### Directions
Each line below should be quoted exactly, please.

### Data provided

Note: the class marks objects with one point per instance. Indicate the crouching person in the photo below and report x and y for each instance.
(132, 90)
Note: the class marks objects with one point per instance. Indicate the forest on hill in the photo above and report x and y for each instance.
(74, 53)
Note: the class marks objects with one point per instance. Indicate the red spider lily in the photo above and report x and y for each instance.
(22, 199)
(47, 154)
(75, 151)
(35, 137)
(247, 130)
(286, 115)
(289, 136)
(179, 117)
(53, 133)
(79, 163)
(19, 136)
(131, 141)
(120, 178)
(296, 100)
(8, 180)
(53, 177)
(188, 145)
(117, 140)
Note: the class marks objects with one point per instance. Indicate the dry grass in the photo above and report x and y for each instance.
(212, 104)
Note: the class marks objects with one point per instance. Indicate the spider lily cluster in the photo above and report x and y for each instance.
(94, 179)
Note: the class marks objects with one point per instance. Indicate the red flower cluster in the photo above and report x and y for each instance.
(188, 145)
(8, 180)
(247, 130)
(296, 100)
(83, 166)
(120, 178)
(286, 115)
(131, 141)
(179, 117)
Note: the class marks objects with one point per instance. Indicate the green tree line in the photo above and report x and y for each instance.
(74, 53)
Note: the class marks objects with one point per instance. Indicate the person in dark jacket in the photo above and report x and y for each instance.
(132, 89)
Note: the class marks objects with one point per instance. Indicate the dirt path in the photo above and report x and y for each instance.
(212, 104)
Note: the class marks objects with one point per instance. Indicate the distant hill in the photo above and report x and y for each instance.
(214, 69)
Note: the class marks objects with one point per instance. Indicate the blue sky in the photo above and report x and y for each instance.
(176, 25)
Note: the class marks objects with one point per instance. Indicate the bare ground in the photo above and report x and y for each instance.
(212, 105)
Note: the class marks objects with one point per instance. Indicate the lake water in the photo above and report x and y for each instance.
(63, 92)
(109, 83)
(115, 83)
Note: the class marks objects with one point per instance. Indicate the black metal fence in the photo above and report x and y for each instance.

### Solution below
Note: the class marks objects with one point per instance. Indicate the crouching person in the photo below and report x and y for each instance.
(132, 90)
Note: the class marks objects with one point per instance. Indicate the forest on hill in the photo above and report x and y for each instance.
(74, 53)
Note: the class marks objects with one point per instance. Indicate the red spider lily in the photo above and report x and y for each instance.
(22, 199)
(47, 154)
(75, 151)
(35, 137)
(247, 130)
(286, 115)
(289, 136)
(179, 117)
(53, 133)
(79, 163)
(19, 136)
(131, 141)
(120, 178)
(296, 100)
(8, 180)
(53, 177)
(188, 145)
(117, 140)
Note: the class marks objects with one point per instance. Indicate the dry grass in the photo above and report x and y for each instance.
(212, 104)
Note: the class marks objects with one point per instance. Indicate the spider lily cluster in the photo above and report x and y for each instance.
(94, 179)
Note: the class marks objects with one point per instance. Indicate the red flower cluster in the photo above and report x and y for each instance.
(188, 145)
(8, 180)
(247, 130)
(296, 100)
(83, 166)
(120, 178)
(286, 115)
(131, 141)
(179, 117)
Note: the class marks objects with one point per instance. Indicate the green tree line in the photo above and report x and y for each instance.
(74, 53)
Note: the class marks objects with one point per instance. Indicate the person in dark jacket in the photo above and report x and y for each instance.
(132, 89)
Note: the class marks objects with one point per instance. Indicate the dirt path in the photo above and report x and y for each instance.
(212, 104)
Note: the class marks objects with one point per instance. Indicate the distant hill in the photo above and report x and y for each instance.
(214, 69)
Note: the class marks objects with one point per instance. Indicate the blue sky in the photo above and report x and y for each instance.
(176, 25)
Note: the class marks objects with one point per instance. Indicate the bare ground in the photo above and report x and y for each instance.
(212, 105)
Note: the class marks objects with one point per instance. Indicate the lake water in the photo above and report x and y for each instance.
(63, 92)
(109, 83)
(115, 83)
Note: the class marks objects with one point per instance. Indicate the black metal fence in the photo above and report x and y for each instance.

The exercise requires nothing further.